- WHAT YOU NEED TO DO -
In the passage below about American business leaders, what two alternatives come up if parliamentary government is given up?

In society, the defect in his situation is, that he selects his associates. People of no importance have their social acquaintances to some extent thrust upon them and must often listen to opinions unflattering to their own. Our great men of business and finance, surrounded by those that echo and applaud every sentiment they express, may indeed, in their years of greatest vigor, despise those natural-born flunkies that attach themselves to the rich and powerful as barnacles to a ship’s bottom. They may see through the sycophants that fawn upon them for favors that men with yachts and private cars, castles in Scotland, chateaux in France, can always bestow. But they become in time so accustomed to a chorus forever chanting their benefits and graces that they can not do without it. They become anaesthetized to ordinary flattery, must have fresh and ever more adroit adorers. Personal friends of Mr. Carnegie have told me that while, in his prime, no man had greater contempt for time-servers, the most nauseating trucklers gained access to his age. Anyone who has studied at close range the type of men who dominate American business must feel that unless they can free themselves from their cramped situation, and are willing to invite—as they now very generally resist—contact with men of diverse views, they are almost hopelessly doomed to a more or less feudal perspective.
Of course, if government of the people, by the people, and for the people has been given up as a fizzle in this country, such an outlook on the part of our business leaders is entirely in order. One of our ex-ambassadors dismisses parliamentary government with a gesture. People are weary of it, he says. We are faced, in that event, with one of two alternatives—hereditary transmission of power, or a dictatorship. Signs point rather strongly, it must be admitted, to a dictatorship, not in some vaguely visioned future, but as a fait accompli. But there are still those among us who cling to the old idea of the sovereignty of the people. It was one of these, a woman and an octogenarian, always keenly interested in current affairs, who recently, commented, “It is easy to understand how preachers and college presidents have been disciplined by big business, and how the lesser business world has been whipped into line, but what do our business leaders’ wives think about all this? Surely they have not been rendered supine through any unholy fears!”
No class of women, it must be admitted, ever stood in less awe of their husbands or were more prone to form independent judgments. But is there any subject on which the alert, well-educated, otherwise well-informed American woman thinks less than she does on business? While it is increasingly difficult to generalize on American women, as they run less true to type than do American men, yet I may state without fear of contradiction that the average wife of the American business leader can no more interpret the business laws operating all around her, affecting every province of the national life, than she can translate the writings of ancient Yucatan. Here is a field in which her opinions, so far as she has any, are derived entirely from her husband. We become, for example, fully, conscious of the glorification of Mussolini by successful American business men through the reflex magnified image of the Duce that the wives of these men have made unto themselves. If her husband is a stand-pat, she is more so. If he is unsympathetic with the aspirations of labor, however understanding she may be in other directions, she condemns labor drastically whenever opportunity, offers, or on the other hand, under pressure, repeats with increased fervor her husband’s standardized Bourbon phrase in self-justification, “I have nothing against the workmen. It is their leaders—those fellows!”

- DATA SECTION -
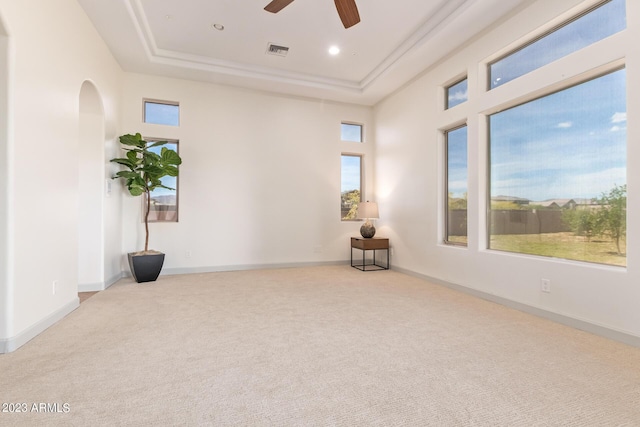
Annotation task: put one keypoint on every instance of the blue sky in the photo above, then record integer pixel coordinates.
(571, 144)
(350, 173)
(457, 162)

- ANSWER BELOW -
Hereditary transmission of power, or a dictatorship.